> **Stated exercise**
Drop every picture and give the entries back exactly.

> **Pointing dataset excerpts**
○ ○ ○ ○ ○
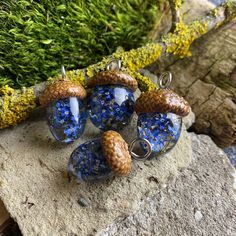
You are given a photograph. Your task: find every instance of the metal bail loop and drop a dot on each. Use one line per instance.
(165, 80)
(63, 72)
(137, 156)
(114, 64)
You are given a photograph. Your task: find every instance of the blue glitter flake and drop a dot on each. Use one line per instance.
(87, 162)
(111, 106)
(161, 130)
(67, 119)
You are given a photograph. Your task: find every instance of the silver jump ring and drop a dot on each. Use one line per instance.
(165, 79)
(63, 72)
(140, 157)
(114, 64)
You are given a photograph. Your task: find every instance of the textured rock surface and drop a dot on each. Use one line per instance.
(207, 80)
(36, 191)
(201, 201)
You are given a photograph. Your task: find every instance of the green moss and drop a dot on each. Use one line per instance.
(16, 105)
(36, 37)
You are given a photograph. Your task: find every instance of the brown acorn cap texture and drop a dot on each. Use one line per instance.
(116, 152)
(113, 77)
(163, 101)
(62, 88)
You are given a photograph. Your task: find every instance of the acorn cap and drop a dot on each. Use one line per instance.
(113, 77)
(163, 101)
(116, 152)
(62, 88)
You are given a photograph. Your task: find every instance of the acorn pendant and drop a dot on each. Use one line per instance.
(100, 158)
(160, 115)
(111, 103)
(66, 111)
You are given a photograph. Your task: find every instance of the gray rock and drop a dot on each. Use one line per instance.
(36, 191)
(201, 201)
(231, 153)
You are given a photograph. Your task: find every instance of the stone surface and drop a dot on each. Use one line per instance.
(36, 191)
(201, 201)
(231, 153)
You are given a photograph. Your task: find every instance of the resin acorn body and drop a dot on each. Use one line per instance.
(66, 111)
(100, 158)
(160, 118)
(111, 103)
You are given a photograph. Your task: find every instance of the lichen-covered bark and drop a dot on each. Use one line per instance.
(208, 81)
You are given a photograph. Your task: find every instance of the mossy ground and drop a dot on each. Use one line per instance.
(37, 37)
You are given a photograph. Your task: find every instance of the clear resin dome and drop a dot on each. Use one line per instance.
○ ○ ○ ○ ○
> **Problem solution**
You are given a photograph. Your task: find every instance of the metal bail loop and drop a dot on each. Use one line per instance.
(165, 80)
(63, 72)
(137, 156)
(114, 64)
You are given a photograph. Your task: find every instance of the blue glitter flake and drop a dot on each. Use one line per instance.
(87, 162)
(111, 106)
(161, 130)
(67, 119)
You are given a photograph. Your task: find every instance of the silver jump ring and drop a dot on each. Use one line per instance.
(165, 79)
(63, 72)
(140, 157)
(114, 64)
You are given a photograph. Your task: find every instance of the textured rock surface and drop a dot on each. Use one line per instance.
(207, 80)
(36, 191)
(201, 201)
You are given a photograph. Your task: find every instance of the green moss and drop a dot on each. Use one line per instance.
(16, 105)
(36, 37)
You are given a photograph. Your task: find every instance of the brown acorn cap texture and drop a dot on each. Use one line per instance.
(116, 152)
(113, 77)
(163, 101)
(62, 88)
You are given a photograph. Your task: find every instance of the acorn cap and drop a dot on each. Use one line per instance.
(113, 77)
(163, 101)
(116, 152)
(62, 88)
You are given a photograph. Your task: find every instance of the acorn pendant and drop a dot on each. Use one line per instance.
(100, 158)
(160, 115)
(111, 103)
(66, 111)
You are given a photograph. Your task: find every instance of the gray rock and drop a dot on each. Use one line per instance.
(36, 191)
(201, 201)
(231, 153)
You are given a photograph. Your task: find every instance of the stone surface and drop a dot on each. Use one line per instance.
(36, 191)
(201, 201)
(231, 153)
You are given a photograph. Your task: find every instance of the resin acorn body and drop a dot on each. Use one line per instance.
(66, 111)
(100, 158)
(160, 118)
(111, 103)
You are given a photograph. Your task: find every instance of the lichen-covered bark and drop a dot on each. Use one line per instance.
(208, 81)
You are given a photograph. Your task: find every instance of the mossy ground and drop a dot on each. Use one line per instance.
(37, 37)
You are given a photograph. Your task: find every instance of the clear resin dome and drop a dot on each. Use one line per instance.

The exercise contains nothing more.